GIVEN TEXT: Begin

Doctors being reimbursed for end-of-life discussions with patients is not a new topic. If you remember the “Death Panel” rhetoric from a few years back it made it seem as if doctors and the government were being incentivized to evaluate your health and determine your fate. PolitiFact deemed this the biggest lie of 2009 and it’s taken six years -- and a really well-written letter -- to revisit the issue in a rational manner.
A few months ago, 66 organizations that represent senior citizens as well as medical conditions and professionals -- including AARP, American Heart Association, American Nurses Association, and The National Hospice and Palliative Care Organization -- sent this letter to Health and Human Services Secretary Sylvia Matthews Bruwell asking the federal government to start paying Medicare providers to discuss advance care planning with patients. Here’s an excerpt:
“Complex ACP involves one or more meeting(s), lasting 30 minutes or more, during which the patient’s values and preferences are discussed and documented, and used to guide decisions regarding future care for serious illnesses. These consultations are voluntary on the part of the patient and the patient’s preferences are paramount. The patient may choose to include his/her family, caregiver (if applicable) in the decision making process.”
This could be a real thing come January 1, 2016 if Congress approaches this topic like rational adults. Rather than get too bogged down in the details, we’re going to answer the simple question: What is advance care planning?

GIVEN TEXT: End
DATA FOR REVIEW: Begin

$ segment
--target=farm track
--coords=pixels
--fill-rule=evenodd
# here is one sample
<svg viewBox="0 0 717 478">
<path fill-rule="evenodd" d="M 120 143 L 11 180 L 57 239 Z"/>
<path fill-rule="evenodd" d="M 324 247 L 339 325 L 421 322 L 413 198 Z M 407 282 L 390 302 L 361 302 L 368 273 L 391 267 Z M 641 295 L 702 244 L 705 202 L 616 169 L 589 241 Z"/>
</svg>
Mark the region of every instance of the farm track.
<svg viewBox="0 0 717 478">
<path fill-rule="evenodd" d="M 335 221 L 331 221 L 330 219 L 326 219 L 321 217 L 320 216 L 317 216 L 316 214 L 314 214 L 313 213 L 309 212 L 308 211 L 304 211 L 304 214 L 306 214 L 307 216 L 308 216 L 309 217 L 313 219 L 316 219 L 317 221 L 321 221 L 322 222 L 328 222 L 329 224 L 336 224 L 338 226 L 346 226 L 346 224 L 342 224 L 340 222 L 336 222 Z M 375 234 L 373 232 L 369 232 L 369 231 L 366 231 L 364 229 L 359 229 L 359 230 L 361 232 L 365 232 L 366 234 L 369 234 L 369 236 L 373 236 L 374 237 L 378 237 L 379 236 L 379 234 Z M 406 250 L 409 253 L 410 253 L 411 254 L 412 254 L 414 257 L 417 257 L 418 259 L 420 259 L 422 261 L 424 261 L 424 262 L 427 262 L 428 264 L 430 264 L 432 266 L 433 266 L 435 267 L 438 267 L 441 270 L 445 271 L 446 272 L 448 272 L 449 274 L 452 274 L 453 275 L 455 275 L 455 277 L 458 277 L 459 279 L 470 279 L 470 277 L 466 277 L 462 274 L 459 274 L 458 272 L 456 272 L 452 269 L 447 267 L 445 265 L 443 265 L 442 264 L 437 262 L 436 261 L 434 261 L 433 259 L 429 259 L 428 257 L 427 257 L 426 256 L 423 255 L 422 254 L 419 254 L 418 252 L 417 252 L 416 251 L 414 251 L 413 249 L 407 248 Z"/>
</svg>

DATA FOR REVIEW: End

» **TRY IT**: In the article about advance care planning, how long does each complex ACP meeting last, according to the quoted letter? Draw only on the article about advance care planning.

» **SOLUTION FOR THIS PROBLEM**: 30 minutes or more.